◆ REQUIRED TASKS
- a) For each statement below, say whether it agrees with the compensation passage. Answer yes or no, and quote the words of the passage that settle it.
(i) Some of the NEOs hold balances in nonqualified deferred compensation plans kept by the Company.
(ii) The Compensation Committee may, at its discretion, change or add to the benefits.
(iii) The employment agreements with Messrs. Dirks and Paquette are set to expire on December 31, 2019.
- b) Resume the compensation passage right after its last sentence, keeping the same style and tone.

◆ PASSAGE TO READ

---+---

Nonqualified Deferred Compensation
None of our NEOs participate in or has an account balance in any nonqualified defined contribution plans or other nonqualified deferred compensation plans maintained by the Company.
Potential Payments upon Termination or Change in Control
The following summaries and the table that follows set forth estimated potential amounts payable to our NEOs upon termination of employment or a change in control as of December 31, 2017, under the employment agreements that were in effect as of that date, and the Company's other compensation plans, programs, policies, agreements and arrangements. The Compensation Committee may in its discretion revise, amend or add to the benefits if it deems it advisable.
As discussed above, each of our NEOs had an employment agreement with the Company in 2017. The employment agreements with Messrs. Dirks and Paquette are scheduled to expire on December 31, 2018. The employment agreements with Messrs. Festa, Ormsby and Nelson were scheduled to expire on December 31, 2017, but were renewed for an additional two-year term, and are now scheduled to expire on December 31, 2019. The following summaries describe the terms of the employment agreements with our NEOs, in effect as of December 31, 2017.

---+---

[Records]

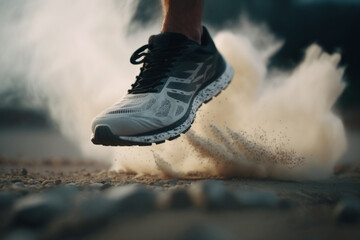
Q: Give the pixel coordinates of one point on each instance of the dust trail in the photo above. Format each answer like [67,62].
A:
[72,58]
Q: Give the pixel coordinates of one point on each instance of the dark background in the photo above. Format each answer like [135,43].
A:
[333,24]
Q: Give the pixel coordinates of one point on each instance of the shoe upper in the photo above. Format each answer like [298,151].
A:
[173,69]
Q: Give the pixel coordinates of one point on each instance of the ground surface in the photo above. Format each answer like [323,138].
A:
[170,209]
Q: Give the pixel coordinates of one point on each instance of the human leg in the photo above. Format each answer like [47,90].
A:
[183,16]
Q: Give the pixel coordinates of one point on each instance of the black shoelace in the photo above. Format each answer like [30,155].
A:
[157,62]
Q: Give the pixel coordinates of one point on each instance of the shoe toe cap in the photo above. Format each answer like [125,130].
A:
[125,125]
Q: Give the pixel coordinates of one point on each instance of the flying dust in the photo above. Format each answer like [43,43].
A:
[278,124]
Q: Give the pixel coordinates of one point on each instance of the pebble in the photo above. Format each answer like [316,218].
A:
[96,186]
[24,172]
[37,209]
[106,181]
[45,182]
[6,200]
[348,210]
[207,232]
[179,199]
[172,183]
[247,198]
[18,185]
[96,208]
[57,181]
[213,195]
[131,199]
[21,234]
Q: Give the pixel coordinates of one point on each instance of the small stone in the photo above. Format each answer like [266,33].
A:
[21,234]
[172,183]
[6,200]
[24,172]
[131,199]
[179,199]
[348,211]
[213,195]
[57,181]
[18,185]
[106,181]
[207,232]
[96,208]
[96,186]
[46,182]
[257,199]
[105,186]
[37,209]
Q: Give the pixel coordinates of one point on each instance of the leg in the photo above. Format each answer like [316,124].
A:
[183,16]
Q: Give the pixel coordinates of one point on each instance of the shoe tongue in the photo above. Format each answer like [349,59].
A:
[168,39]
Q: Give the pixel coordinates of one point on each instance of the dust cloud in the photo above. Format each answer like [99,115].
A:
[73,59]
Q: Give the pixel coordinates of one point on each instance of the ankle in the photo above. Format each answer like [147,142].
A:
[193,33]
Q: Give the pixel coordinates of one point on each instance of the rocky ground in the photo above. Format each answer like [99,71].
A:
[73,199]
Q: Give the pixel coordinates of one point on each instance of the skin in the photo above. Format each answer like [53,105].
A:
[183,16]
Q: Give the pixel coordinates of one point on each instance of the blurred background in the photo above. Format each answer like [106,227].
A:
[333,24]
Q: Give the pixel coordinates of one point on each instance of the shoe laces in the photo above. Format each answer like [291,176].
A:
[157,62]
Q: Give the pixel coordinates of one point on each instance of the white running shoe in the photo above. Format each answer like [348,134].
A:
[177,76]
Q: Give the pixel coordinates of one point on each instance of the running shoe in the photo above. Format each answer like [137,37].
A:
[176,77]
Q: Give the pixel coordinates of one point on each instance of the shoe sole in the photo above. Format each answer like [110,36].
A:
[104,136]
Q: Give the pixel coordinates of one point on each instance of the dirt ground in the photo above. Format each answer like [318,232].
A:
[313,214]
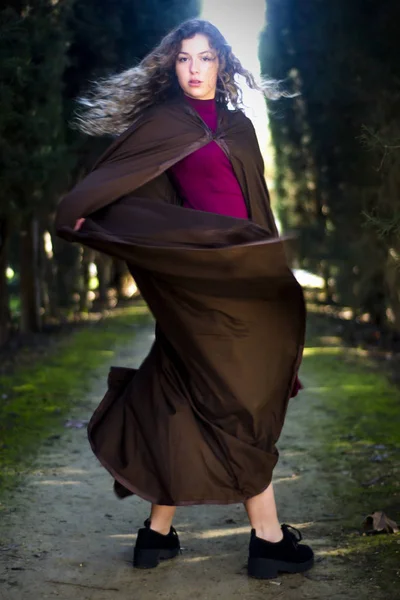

---+---

◆ THE RESULTS
- a)
(i) No: "None of our NEOs participate in or has an account balance in any nonqualified defined contribution plans or other nonqualified deferred compensation plans maintained by the Company."
(ii) Yes: "The Compensation Committee may in its discretion revise, amend or add to the benefits if it deems it advisable."
(iii) No: "The employment agreements with Messrs. Dirks and Paquette are scheduled to expire on December 31, 2018."

- b)
Named Executive Officers' Employment Agreements
If, during the term of each of the employment agreements, the executive's employment is terminated other than (1) by reason of death or disability or (2) by the Company for cause, in either case, other than during (a)(i) the 24-month period following a change in control of the Company for Mr. Dirks, or (ii) the 18-month period following a change in control of the Company for the remaining NEOs, or (b) for each NEO, during the six-month period prior to, but in connection with, a change in control, then the executive would be entitled to receive:

37



severance payments equal to: (1) for Mr. Dirks, three times his base salary payable in bi-weekly installments for 36 months; (2) for Messrs. Festa, Ormsby and Nelson two times base salary payable in bi-weekly installments for 24 months; and, (3) for Mr. Paquette, one times base salary payable in bi-weekly installments for 12 months; and
continued health insurance coverage for 18 months following termination of employment with the Company paying the employer portion of the premium for each of the NEOs other than Mr. Paquette, who would be entitled to such continued health insurance coverage for a 12-month period following termination of employment.
If, during the term of the employment agreement, the executive terminates employment for good reason or the executive's employment is terminated for any reason other than death, disability or by the Company for cause, in each case, either (1)(a) for Mr. Dirks, within 24 months following a change in control, or (b) for the remaining NEOs, within 18 months following a change in control; or (2) for each NEO, within six months prior to, but in connection with, a change in control, then the executive would be entitled to receive:
a lump sum cash payment equal to: (1) for Mr. Dirks, three times the sum of his base salary and the average of the annual bonus amounts he earned for the three years preceding the year in which the change in control occurs; (2) for Messrs. Festa, Ormsby and Nelson , two times the sum of the executive's base salary and the average of the annual bonus amounts earned by the executive for the three years preceding the year in which the change in control occurs; and (3) for Mr. Paquette, two times the sum of (a) the executive's base salary and (b) $247,500; and
continued health insurance coverage for 18 months following the termination date with the Company paying the employer portion of the premium.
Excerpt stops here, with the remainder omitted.